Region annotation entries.
-=-=-

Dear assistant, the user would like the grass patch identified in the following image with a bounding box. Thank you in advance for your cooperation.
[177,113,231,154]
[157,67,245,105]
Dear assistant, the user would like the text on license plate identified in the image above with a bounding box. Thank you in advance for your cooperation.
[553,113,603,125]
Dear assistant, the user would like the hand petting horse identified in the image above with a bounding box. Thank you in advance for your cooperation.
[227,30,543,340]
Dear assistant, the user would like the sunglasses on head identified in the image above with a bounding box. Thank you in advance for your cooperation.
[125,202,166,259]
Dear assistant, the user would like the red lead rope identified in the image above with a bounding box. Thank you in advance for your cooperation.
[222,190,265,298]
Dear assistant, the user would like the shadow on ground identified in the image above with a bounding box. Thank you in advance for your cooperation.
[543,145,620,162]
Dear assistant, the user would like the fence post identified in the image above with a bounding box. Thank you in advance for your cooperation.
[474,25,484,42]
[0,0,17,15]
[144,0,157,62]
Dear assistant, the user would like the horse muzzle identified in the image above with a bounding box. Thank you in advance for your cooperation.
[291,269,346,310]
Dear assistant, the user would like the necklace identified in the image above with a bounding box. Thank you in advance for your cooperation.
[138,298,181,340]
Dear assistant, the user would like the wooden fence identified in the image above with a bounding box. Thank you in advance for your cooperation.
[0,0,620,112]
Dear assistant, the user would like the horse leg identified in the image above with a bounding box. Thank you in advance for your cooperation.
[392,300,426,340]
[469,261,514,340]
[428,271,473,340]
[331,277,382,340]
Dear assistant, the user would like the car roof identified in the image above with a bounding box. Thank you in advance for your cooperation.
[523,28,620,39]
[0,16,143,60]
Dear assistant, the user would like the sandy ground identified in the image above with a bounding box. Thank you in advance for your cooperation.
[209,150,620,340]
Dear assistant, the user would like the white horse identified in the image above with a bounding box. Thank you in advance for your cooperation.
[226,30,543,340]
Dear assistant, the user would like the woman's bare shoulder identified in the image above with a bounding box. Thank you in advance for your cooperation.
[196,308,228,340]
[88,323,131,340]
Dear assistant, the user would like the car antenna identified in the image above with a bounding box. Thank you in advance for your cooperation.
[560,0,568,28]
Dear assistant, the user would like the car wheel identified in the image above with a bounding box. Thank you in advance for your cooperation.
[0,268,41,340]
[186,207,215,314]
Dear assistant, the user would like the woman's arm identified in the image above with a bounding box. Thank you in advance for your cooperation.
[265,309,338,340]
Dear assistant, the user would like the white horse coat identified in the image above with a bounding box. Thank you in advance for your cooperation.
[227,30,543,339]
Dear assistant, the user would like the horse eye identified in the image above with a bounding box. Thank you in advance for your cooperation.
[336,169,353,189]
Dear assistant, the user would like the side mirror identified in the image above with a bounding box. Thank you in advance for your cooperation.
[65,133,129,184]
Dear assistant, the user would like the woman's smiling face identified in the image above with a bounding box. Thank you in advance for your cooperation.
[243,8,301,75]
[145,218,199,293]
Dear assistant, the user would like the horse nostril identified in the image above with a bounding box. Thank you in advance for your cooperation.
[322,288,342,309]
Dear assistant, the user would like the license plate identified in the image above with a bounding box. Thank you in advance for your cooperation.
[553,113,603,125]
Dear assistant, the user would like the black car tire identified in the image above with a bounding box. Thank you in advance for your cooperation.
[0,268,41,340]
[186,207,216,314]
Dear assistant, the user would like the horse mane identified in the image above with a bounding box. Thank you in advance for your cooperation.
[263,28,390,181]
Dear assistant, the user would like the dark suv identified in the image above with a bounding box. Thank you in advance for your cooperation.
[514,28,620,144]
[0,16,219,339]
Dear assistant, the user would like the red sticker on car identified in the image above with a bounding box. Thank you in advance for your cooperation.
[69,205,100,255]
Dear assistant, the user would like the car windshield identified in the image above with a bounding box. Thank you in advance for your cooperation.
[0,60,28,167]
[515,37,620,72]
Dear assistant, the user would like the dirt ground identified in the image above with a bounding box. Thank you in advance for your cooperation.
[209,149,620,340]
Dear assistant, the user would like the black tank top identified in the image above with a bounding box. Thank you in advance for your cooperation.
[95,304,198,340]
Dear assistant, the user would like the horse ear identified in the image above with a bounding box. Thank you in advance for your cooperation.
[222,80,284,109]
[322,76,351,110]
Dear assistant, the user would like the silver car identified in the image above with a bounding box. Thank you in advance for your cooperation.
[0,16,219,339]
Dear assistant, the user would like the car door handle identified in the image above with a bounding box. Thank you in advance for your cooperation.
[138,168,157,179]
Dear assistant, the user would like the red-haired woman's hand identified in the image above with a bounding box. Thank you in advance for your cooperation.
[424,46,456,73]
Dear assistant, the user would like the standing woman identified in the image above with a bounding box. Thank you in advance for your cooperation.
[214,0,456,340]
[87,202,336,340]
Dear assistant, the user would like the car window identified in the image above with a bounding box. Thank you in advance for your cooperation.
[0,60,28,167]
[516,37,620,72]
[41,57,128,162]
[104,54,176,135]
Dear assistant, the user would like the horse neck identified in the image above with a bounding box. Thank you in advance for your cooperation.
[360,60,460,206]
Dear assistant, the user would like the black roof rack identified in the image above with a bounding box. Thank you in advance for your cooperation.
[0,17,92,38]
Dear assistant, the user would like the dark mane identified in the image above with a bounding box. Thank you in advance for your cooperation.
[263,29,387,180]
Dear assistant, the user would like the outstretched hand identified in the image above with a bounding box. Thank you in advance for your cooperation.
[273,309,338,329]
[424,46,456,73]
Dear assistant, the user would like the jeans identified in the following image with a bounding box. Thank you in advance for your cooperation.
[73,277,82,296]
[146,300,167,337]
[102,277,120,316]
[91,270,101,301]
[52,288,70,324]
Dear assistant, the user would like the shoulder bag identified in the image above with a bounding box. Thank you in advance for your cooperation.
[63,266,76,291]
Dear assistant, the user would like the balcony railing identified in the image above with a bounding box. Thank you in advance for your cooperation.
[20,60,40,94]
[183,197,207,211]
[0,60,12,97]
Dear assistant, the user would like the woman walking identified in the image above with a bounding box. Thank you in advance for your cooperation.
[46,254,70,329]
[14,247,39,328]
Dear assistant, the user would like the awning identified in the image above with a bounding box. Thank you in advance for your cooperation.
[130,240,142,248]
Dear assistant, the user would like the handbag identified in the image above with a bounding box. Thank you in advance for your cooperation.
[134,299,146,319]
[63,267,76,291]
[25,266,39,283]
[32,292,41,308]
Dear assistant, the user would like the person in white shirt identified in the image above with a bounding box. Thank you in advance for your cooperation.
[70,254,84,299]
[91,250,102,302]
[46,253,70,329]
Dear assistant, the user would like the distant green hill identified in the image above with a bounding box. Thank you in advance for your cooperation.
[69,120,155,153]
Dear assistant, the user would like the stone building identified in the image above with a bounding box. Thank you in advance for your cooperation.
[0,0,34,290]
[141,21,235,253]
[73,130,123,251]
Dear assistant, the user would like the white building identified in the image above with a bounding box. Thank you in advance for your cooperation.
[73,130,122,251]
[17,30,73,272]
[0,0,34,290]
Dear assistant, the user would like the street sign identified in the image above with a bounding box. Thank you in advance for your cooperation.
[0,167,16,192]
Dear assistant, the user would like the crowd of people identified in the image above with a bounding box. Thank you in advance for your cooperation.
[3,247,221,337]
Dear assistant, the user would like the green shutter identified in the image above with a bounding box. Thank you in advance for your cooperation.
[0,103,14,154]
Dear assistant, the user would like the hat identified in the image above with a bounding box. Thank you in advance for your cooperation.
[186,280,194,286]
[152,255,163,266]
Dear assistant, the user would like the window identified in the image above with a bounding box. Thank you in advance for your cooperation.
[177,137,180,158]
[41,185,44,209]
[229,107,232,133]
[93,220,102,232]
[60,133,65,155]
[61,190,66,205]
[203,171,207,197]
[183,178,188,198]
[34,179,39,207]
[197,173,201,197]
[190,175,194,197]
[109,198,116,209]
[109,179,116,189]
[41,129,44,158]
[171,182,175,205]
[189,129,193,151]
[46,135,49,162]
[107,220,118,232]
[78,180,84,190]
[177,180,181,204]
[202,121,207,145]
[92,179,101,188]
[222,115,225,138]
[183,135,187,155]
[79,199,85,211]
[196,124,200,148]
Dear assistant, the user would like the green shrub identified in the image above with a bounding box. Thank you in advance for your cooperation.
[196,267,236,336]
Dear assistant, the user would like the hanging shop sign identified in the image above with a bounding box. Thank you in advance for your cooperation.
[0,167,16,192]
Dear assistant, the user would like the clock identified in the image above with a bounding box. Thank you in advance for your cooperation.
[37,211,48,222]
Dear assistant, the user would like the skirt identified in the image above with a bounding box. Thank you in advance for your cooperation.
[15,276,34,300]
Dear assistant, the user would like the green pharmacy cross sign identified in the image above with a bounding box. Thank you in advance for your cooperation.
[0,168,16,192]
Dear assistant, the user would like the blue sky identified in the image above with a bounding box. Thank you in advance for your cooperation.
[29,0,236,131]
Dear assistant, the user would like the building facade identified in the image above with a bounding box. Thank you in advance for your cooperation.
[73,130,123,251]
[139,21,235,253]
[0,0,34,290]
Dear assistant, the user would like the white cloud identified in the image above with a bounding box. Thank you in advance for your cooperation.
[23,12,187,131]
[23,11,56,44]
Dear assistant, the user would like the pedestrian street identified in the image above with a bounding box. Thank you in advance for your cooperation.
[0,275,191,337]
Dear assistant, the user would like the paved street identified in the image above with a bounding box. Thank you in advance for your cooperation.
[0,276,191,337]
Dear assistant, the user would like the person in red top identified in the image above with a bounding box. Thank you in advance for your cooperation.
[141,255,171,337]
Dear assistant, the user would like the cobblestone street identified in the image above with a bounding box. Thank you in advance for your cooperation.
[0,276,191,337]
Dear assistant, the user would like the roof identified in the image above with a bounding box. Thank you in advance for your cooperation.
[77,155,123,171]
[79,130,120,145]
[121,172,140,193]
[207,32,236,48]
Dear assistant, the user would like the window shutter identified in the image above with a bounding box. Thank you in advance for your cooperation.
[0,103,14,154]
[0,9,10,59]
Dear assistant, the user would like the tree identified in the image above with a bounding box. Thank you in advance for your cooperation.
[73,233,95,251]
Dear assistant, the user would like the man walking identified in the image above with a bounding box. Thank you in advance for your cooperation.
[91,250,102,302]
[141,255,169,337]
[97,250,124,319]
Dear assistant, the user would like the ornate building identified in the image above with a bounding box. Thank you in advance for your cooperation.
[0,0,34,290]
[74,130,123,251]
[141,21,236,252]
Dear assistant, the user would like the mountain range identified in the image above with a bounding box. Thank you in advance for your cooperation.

-=-=-

Directions for this task. Retype the lines between the line containing "Dear assistant, the user would like the sunglasses" and the line containing "[543,145,620,162]", inclusive.

Answer to this task.
Dear assistant, the user would like the sunglasses on head identified in the image above with a bounding box. Thank you in advance for your cooperation.
[125,202,166,259]
Dear assistant, the user would like the red lead rope identified in the image above with a bounding box. Thank you in advance for your cooperation.
[222,190,265,298]
Dear assistant, the user would like the shadow on ground identified in the image above with a bounding box. Thank you in advance for your cooperation.
[543,145,620,162]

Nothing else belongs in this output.